Exercise task
Can you give the lines of the records from the line with "Return the mask of every instance of the person" to the line with "201 66 L 201", both included, as a JSON list of strings, one string per line and blank lines left out?
------------------------------------------------------------------------
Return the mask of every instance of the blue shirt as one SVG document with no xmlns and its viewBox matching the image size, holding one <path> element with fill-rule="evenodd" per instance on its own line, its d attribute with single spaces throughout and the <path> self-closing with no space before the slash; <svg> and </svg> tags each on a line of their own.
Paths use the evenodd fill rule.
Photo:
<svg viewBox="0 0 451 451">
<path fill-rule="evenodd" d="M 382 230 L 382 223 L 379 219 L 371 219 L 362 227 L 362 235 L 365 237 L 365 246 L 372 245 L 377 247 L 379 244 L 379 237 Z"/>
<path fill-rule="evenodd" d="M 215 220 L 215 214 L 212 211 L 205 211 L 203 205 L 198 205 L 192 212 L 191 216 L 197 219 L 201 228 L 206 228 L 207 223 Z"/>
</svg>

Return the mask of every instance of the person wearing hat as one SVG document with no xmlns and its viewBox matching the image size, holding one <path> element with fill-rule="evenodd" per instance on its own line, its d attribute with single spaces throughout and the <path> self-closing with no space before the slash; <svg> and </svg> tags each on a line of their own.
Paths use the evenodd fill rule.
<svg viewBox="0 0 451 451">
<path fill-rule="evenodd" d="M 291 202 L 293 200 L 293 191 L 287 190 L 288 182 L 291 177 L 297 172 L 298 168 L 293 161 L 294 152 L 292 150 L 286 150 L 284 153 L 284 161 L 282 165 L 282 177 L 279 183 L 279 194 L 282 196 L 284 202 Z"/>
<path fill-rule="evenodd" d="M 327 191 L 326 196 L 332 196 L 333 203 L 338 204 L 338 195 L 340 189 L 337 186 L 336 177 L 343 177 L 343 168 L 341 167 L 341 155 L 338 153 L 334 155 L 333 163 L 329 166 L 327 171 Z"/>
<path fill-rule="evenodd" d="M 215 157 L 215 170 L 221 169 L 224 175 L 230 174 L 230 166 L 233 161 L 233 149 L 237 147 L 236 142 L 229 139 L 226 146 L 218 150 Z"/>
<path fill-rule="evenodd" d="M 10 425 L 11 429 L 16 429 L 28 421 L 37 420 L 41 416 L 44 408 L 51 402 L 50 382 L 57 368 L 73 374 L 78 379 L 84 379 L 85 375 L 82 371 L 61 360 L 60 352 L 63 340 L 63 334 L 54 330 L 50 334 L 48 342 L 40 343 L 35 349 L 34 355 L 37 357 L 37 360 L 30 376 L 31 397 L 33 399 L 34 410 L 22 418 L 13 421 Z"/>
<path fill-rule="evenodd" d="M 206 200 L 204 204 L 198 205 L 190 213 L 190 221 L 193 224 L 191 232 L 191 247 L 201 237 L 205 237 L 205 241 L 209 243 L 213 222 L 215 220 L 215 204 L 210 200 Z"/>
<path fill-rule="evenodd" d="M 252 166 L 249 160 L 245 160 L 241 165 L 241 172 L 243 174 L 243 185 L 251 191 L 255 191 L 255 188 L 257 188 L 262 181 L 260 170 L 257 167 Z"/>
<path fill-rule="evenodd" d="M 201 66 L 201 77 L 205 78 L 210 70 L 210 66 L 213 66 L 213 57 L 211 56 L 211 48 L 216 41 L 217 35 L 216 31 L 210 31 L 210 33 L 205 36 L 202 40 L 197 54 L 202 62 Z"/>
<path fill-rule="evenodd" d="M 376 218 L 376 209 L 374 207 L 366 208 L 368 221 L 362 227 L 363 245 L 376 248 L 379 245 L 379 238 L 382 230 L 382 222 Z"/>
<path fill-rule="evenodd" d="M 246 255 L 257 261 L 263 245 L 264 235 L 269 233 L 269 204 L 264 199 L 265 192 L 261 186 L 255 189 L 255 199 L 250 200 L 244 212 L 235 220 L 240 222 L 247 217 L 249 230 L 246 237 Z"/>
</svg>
------------------------------------------------------------------------
Result of the exercise
[
  "Return the mask of every instance of the person wearing hat as one SVG document with no xmlns and its viewBox matching the image size, holding one <path> element with fill-rule=\"evenodd\" per instance on its own line, its d attribute with single spaces throughout and the <path> self-closing with no space before the slash; <svg> and </svg> tags each on a line of their own.",
  "Paths use the evenodd fill rule.",
  "<svg viewBox=\"0 0 451 451\">",
  "<path fill-rule=\"evenodd\" d=\"M 291 202 L 293 200 L 293 191 L 287 190 L 288 182 L 291 177 L 297 172 L 298 168 L 293 161 L 294 152 L 292 150 L 286 150 L 284 153 L 284 161 L 282 165 L 282 177 L 279 183 L 279 194 L 282 196 L 284 202 Z\"/>",
  "<path fill-rule=\"evenodd\" d=\"M 327 191 L 326 196 L 332 196 L 333 203 L 338 204 L 338 195 L 340 189 L 337 186 L 336 177 L 343 177 L 343 168 L 341 167 L 341 155 L 338 153 L 334 155 L 333 163 L 329 166 L 327 171 Z\"/>",
  "<path fill-rule=\"evenodd\" d=\"M 215 157 L 215 170 L 221 169 L 224 175 L 230 174 L 230 166 L 233 161 L 233 149 L 237 147 L 236 142 L 229 139 L 226 146 L 218 150 Z\"/>",
  "<path fill-rule=\"evenodd\" d=\"M 10 425 L 11 429 L 16 429 L 28 421 L 37 420 L 41 416 L 44 408 L 51 402 L 50 382 L 57 368 L 73 374 L 78 379 L 84 379 L 85 375 L 82 371 L 61 360 L 60 352 L 63 340 L 63 334 L 54 330 L 50 334 L 48 342 L 40 343 L 35 349 L 34 355 L 37 357 L 37 360 L 30 376 L 31 397 L 33 399 L 34 410 L 22 418 L 13 421 Z\"/>",
  "<path fill-rule=\"evenodd\" d=\"M 206 200 L 204 204 L 198 205 L 190 213 L 190 221 L 193 224 L 191 232 L 191 247 L 201 237 L 205 237 L 205 241 L 209 243 L 213 222 L 215 220 L 215 204 L 210 200 Z\"/>",
  "<path fill-rule=\"evenodd\" d=\"M 252 166 L 249 160 L 245 160 L 241 165 L 241 172 L 243 174 L 243 185 L 251 191 L 255 191 L 255 188 L 257 188 L 262 181 L 260 170 L 257 167 Z\"/>",
  "<path fill-rule=\"evenodd\" d=\"M 201 66 L 201 77 L 205 78 L 210 70 L 210 66 L 213 66 L 213 57 L 211 56 L 211 48 L 216 41 L 217 35 L 216 31 L 210 31 L 210 33 L 205 36 L 202 40 L 197 54 L 202 62 Z\"/>"
]